Collect each line of the records containing the string "schoolboy".
[Materials provided — start]
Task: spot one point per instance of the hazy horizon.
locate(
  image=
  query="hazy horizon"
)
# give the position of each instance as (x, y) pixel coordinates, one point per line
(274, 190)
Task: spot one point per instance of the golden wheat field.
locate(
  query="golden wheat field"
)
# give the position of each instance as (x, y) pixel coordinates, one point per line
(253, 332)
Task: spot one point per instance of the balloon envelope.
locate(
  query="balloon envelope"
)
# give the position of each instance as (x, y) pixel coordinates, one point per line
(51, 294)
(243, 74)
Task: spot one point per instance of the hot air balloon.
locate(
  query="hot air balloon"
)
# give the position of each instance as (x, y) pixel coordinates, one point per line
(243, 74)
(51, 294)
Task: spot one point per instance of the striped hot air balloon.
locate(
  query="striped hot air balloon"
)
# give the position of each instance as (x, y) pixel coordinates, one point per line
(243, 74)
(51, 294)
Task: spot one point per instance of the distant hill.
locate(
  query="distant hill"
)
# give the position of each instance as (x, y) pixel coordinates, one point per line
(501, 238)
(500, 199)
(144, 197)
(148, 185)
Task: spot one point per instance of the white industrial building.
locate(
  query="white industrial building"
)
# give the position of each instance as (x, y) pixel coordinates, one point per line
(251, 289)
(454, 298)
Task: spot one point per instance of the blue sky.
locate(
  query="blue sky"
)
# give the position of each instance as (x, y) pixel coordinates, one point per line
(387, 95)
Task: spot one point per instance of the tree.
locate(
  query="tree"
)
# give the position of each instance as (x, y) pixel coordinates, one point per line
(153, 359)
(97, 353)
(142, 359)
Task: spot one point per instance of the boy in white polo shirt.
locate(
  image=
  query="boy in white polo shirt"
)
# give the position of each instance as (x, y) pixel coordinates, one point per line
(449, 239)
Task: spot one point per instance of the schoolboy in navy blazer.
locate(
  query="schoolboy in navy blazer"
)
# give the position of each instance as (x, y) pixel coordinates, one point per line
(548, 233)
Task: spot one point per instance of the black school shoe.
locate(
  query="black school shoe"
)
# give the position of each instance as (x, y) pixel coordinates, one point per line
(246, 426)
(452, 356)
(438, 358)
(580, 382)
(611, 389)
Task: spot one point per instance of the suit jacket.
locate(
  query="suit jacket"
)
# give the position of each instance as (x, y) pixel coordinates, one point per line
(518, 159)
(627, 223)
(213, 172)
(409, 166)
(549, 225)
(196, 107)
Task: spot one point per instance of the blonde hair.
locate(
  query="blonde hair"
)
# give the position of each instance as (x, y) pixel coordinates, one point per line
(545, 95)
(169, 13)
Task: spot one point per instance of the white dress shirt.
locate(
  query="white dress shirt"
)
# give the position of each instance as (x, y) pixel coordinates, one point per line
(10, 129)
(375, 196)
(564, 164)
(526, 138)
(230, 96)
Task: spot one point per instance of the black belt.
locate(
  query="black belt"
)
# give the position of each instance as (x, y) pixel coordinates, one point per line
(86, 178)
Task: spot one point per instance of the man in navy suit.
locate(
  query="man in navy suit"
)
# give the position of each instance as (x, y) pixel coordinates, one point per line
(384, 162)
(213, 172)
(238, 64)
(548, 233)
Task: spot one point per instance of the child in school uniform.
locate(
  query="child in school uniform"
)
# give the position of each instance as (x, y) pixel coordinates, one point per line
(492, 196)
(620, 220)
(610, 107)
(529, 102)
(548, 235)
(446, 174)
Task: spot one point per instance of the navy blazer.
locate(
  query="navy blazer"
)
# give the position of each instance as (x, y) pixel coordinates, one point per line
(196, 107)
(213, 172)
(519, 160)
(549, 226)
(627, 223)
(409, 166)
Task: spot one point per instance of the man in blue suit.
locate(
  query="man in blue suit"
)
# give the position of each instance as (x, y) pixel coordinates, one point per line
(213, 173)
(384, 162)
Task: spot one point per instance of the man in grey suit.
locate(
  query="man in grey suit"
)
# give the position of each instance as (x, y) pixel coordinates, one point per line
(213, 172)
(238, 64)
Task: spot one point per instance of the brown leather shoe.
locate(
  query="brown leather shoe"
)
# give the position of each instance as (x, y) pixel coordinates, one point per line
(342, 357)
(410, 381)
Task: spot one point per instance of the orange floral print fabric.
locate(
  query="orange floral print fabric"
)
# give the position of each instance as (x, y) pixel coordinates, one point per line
[Materials provided — finish]
### Task response
Task: spot one point per instance of the schoolboy in navy blazer.
  query="schoolboy in navy blazer"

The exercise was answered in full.